_REQUIREMENTS_.
Scale the lines from the line containing "Task brief: identify the red shingle" to the line containing "left=569, top=157, right=614, bottom=191", both included, and write them all out again, requests too. Multiply every bounding-box coordinate in the answers by 2.1 and round to whole numbers, halves up, leaving the numbers in the requests and their format samples unchanged.

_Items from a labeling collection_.
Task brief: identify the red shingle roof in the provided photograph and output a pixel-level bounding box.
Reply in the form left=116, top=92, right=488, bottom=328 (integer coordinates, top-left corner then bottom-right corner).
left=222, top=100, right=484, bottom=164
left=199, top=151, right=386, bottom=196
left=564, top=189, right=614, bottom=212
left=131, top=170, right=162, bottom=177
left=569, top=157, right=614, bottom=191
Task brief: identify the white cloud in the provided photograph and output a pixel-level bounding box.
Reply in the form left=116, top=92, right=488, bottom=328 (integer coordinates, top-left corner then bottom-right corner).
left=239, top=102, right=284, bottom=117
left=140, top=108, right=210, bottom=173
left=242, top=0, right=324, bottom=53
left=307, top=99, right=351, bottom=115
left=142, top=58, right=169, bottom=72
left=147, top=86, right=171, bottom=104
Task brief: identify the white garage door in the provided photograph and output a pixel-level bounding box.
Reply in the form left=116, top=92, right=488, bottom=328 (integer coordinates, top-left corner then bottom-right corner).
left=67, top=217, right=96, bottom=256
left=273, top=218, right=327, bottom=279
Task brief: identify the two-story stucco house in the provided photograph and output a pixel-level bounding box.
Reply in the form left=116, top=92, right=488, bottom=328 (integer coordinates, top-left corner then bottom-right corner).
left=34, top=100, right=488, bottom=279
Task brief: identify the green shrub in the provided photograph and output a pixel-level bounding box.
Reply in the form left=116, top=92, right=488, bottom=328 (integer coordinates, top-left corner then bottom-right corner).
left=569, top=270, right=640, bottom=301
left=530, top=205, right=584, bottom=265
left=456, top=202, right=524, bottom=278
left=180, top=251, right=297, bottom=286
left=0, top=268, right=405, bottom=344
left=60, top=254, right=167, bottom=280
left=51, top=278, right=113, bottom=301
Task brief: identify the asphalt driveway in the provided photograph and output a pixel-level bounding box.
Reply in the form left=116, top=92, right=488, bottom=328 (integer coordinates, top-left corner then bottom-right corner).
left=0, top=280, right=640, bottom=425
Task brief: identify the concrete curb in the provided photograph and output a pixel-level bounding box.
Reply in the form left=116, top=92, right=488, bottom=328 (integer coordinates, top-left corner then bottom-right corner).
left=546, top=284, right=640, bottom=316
...
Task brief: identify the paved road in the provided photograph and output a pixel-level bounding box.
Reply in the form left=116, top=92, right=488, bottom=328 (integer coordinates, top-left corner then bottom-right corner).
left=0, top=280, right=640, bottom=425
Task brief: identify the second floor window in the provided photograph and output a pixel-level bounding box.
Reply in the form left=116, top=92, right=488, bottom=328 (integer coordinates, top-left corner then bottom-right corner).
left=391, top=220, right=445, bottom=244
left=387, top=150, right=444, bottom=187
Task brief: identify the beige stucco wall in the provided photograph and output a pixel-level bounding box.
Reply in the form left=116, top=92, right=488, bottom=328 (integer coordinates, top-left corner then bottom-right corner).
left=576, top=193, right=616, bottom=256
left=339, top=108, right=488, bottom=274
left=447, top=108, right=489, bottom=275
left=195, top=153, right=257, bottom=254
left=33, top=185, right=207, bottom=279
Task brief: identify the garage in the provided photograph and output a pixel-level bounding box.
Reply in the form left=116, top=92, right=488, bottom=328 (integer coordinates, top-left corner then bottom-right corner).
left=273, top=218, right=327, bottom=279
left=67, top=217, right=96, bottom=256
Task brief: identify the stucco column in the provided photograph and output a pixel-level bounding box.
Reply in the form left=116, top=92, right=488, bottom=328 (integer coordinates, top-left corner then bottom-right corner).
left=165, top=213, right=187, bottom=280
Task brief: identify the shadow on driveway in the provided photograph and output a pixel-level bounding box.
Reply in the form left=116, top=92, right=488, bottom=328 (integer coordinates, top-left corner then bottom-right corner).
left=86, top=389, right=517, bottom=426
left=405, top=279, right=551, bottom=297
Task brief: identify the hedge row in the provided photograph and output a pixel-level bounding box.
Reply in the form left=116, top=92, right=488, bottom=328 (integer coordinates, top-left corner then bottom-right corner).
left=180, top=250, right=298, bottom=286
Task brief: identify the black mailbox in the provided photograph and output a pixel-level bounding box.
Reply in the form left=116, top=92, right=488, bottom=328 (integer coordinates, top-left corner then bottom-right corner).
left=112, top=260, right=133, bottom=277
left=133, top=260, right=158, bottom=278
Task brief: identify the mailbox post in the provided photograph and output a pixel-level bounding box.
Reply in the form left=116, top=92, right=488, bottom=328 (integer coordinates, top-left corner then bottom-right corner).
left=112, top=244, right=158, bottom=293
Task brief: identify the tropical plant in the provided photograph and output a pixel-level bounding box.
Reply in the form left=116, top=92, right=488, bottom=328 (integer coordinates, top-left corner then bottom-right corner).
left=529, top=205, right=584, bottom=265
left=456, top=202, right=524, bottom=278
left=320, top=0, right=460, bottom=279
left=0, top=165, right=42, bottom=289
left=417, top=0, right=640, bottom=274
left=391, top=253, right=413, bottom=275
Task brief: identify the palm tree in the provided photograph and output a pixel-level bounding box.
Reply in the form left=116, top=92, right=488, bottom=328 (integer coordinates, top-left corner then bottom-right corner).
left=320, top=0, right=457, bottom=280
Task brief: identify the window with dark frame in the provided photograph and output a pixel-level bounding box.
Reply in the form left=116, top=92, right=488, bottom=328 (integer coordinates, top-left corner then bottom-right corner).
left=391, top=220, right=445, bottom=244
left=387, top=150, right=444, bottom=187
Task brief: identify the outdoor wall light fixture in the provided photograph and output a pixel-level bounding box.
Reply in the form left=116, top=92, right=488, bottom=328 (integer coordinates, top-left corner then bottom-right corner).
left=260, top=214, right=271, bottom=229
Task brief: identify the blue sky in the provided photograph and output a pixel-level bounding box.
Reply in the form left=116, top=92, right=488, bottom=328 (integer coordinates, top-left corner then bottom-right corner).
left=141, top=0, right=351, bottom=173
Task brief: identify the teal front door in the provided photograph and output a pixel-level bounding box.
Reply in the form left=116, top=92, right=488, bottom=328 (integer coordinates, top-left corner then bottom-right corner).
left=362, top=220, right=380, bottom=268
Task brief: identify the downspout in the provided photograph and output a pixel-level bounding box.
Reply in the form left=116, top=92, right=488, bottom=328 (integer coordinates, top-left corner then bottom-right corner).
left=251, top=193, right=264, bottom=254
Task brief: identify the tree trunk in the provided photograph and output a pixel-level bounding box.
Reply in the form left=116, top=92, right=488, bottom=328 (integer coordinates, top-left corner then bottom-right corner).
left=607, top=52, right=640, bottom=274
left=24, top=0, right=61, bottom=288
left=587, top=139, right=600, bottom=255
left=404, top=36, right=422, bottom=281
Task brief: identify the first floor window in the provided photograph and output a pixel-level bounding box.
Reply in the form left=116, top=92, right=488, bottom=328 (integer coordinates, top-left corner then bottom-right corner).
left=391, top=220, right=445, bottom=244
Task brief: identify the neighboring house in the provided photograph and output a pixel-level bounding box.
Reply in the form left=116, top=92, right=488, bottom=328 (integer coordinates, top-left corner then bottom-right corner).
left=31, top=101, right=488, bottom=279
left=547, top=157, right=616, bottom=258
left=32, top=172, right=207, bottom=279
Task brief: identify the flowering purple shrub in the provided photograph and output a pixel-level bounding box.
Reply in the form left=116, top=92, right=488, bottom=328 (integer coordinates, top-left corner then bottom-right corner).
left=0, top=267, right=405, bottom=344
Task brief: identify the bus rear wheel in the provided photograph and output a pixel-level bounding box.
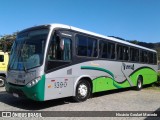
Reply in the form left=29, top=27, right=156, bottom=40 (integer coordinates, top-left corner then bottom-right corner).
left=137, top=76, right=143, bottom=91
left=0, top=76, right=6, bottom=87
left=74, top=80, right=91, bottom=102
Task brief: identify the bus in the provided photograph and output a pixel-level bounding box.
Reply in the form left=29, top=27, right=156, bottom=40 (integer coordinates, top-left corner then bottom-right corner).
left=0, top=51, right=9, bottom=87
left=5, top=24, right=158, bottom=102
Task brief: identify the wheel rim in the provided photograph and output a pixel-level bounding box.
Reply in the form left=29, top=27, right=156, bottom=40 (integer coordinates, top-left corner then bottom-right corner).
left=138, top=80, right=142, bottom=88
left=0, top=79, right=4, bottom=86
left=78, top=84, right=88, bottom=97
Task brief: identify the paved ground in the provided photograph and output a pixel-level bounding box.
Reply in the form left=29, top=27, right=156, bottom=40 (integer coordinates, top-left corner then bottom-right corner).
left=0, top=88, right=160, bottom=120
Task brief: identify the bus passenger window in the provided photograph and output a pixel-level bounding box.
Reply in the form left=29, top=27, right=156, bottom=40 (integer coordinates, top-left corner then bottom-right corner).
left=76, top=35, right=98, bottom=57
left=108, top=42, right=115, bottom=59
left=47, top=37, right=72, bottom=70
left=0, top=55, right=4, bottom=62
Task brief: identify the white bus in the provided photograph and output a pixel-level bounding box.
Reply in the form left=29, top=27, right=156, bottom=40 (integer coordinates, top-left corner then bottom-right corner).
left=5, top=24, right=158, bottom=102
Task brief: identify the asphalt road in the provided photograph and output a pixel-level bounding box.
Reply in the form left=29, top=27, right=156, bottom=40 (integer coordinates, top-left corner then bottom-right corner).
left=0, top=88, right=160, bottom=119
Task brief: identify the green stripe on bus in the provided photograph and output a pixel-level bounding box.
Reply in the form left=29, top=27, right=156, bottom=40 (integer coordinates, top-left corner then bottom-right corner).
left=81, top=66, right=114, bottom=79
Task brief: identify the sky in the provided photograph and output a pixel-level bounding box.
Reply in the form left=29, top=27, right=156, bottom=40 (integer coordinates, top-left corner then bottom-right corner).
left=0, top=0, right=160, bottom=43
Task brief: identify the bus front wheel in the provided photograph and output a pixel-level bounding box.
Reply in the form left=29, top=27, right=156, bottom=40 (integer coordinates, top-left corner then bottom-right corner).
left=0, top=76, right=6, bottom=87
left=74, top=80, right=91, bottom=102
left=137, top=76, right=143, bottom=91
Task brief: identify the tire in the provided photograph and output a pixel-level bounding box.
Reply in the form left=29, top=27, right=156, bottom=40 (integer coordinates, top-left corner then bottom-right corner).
...
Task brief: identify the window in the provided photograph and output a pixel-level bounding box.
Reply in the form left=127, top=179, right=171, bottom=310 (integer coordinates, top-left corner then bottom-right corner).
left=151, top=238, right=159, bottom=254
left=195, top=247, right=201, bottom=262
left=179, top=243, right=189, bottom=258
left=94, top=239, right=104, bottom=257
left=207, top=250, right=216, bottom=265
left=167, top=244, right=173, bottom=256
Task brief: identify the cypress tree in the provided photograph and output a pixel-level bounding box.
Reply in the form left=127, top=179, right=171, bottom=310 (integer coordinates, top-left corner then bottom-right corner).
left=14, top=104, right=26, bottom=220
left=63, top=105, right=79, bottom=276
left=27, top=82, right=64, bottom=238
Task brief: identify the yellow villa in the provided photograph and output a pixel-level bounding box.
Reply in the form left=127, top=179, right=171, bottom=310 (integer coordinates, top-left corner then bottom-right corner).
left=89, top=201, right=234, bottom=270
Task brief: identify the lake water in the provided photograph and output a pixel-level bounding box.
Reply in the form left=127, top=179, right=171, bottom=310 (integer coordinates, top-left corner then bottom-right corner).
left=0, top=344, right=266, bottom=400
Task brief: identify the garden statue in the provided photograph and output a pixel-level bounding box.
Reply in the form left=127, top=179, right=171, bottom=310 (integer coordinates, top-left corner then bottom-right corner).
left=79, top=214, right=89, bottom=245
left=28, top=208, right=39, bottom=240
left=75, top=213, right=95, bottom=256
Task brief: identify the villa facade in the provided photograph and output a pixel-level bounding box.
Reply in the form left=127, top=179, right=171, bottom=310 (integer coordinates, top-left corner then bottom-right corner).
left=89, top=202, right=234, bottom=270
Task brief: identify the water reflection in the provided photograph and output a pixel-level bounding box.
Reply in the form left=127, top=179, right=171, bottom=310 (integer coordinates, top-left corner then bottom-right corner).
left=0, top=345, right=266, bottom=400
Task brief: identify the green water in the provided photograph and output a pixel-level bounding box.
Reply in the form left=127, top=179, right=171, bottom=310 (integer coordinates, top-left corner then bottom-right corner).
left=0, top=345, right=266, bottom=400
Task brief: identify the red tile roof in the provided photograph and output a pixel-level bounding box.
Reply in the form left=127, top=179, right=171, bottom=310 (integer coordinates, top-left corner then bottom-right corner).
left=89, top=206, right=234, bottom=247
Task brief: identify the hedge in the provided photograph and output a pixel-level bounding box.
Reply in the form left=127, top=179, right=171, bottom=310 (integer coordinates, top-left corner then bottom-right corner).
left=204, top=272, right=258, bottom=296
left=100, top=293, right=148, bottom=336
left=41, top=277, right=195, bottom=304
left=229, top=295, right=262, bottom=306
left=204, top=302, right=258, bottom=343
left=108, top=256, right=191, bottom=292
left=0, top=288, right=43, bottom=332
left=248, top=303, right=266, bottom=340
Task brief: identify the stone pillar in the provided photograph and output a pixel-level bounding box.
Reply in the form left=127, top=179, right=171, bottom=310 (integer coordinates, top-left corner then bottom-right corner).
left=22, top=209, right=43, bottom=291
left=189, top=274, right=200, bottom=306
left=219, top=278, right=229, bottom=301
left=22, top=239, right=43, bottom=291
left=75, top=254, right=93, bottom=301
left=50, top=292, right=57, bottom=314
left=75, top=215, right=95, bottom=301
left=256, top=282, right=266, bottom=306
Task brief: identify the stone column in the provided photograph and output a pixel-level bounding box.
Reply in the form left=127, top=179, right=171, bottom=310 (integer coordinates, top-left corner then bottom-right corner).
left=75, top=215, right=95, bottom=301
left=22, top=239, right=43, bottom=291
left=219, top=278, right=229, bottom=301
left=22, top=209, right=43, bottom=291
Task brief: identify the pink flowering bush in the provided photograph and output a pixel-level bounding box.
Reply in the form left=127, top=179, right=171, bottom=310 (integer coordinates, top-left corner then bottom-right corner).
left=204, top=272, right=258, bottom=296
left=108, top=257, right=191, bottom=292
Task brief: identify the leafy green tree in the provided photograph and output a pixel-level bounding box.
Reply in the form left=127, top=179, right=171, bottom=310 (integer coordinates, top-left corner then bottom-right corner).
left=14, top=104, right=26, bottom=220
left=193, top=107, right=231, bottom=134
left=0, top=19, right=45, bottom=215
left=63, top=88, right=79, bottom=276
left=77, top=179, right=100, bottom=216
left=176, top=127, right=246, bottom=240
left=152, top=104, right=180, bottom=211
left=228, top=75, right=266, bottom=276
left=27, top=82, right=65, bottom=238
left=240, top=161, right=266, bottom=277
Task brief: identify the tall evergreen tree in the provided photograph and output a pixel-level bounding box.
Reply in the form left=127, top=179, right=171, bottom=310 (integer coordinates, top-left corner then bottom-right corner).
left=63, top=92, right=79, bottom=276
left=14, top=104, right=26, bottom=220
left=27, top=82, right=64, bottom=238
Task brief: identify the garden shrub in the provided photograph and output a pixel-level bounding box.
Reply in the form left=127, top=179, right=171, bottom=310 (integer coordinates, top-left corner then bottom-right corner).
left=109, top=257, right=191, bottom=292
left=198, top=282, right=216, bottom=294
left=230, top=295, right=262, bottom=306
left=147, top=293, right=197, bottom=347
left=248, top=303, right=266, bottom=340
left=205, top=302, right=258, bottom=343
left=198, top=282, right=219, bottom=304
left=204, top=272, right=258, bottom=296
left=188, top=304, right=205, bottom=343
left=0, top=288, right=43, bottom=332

_WRITTEN ANSWER_.
Task brief: identify the red shingle roof in the provided photograph and output a pixel-level bounding box.
Reply in the form left=116, top=92, right=488, bottom=328 (integer coordinates, top-left corner then bottom-right corner).
left=466, top=210, right=1016, bottom=344
left=418, top=317, right=811, bottom=412
left=1184, top=397, right=1289, bottom=445
left=275, top=357, right=340, bottom=372
left=1195, top=330, right=1289, bottom=401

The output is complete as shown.